:: Task to carry out ::
Reproduce all the data verbatim.
********************
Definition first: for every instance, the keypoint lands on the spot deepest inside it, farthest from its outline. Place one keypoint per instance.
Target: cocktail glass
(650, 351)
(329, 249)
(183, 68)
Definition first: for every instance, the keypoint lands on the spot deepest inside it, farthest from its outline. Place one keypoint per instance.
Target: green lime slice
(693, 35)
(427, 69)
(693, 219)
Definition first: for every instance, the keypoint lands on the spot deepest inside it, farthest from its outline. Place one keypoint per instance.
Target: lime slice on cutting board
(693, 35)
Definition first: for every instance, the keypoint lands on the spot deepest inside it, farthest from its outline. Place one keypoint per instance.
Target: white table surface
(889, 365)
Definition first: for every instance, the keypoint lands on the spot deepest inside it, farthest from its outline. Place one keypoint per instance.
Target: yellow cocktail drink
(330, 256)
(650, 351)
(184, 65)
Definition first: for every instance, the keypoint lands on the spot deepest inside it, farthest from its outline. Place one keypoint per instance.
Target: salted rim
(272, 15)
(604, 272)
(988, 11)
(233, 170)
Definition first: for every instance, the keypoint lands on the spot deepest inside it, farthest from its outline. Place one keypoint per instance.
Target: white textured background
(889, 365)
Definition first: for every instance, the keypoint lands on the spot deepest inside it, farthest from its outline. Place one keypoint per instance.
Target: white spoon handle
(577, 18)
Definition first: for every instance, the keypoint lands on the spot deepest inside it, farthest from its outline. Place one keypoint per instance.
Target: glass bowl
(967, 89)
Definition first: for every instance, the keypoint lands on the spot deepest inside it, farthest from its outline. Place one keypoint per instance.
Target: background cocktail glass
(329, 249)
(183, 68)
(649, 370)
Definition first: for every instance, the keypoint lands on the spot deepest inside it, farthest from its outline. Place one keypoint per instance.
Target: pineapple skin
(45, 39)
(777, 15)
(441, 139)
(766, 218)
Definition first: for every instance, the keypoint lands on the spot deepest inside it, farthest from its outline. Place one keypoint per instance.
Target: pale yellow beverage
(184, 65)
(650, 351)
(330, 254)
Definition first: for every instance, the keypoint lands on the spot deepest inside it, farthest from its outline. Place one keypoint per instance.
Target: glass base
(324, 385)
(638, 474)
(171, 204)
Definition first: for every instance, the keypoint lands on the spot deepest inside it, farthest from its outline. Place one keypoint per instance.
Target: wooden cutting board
********************
:: Answer to this exercise ::
Definition first: for every instance, the keypoint lands on the spot deepest inside it, farthest from its outline. Place one keypoint per instance.
Target: cocktail glass
(650, 351)
(329, 249)
(183, 68)
Definition first: for every instance, the keypoint lands on the spot deepest inside it, farthest from its outline. Place one keypoint per instance.
Target: green lime slice
(693, 35)
(427, 69)
(693, 219)
Definition first: for every instance, the keypoint lands on the spot deepest inside it, farthest from its outline. Place one keypoint per instance.
Target: lime slice on cutting board
(693, 35)
Definition first: for every instance, the keypoint lands on the spot deepest inside it, farthest from its outline. Place one keypoint per instance.
Target: white table surface
(889, 365)
Definition first: for every instance, the keypoint lands on the spot deepest inside it, farthest from its outline. Place one keypoint per instance.
Target: yellow cocktail drink
(330, 256)
(650, 351)
(184, 65)
Definition first: for every instance, the keypoint lands on the spot deepest inside it, farthest from its outline. Place one keypoint per instance.
Target: salted rim
(272, 15)
(604, 272)
(988, 11)
(233, 170)
Definition first: for every instance, the keypoint lands on the spot deepest inside it, farthest from its outline. Place one keypoint per instance.
Target: white textured background
(889, 365)
Definition first: for every instance, the keypoint lands on the spot deepest inside it, farthest from its outline. Place one keypoint per instance.
Target: white spoon handle
(577, 18)
Definition first: for every instance, the keypoint lands on the spot deepest inside it, farthest from its outline. Place one keypoint per instance.
Target: glass bowl
(967, 89)
Definition first: for every instance, the keypoint lands on the spot deepest inside it, farthest from its outline. Place one keypoint per instance.
Target: background cocktail glass
(329, 249)
(183, 68)
(649, 370)
Definition first: for every instance, the keypoint lands on the spot deepest inside it, farthest from its outline. Place one keypoint per instance.
Target: pineapple skin
(45, 39)
(777, 15)
(441, 139)
(766, 218)
Definition first: for every instance, the keypoint lands on the spot deepest inside it, farthest from its outline. Place one keypoint per instance.
Target: pale yellow beverage
(184, 65)
(650, 351)
(330, 254)
Definition first: for every instance, the keypoint lands on the spot deepest inside it, farthest from its outline. Place one keypoint per instance.
Target: glass base
(324, 385)
(638, 474)
(171, 204)
Definition first: for every instance, the keypoint lands on the spot deepest inside it, farthest from its outline. Place one keypoint per instance.
Target: wooden cutting board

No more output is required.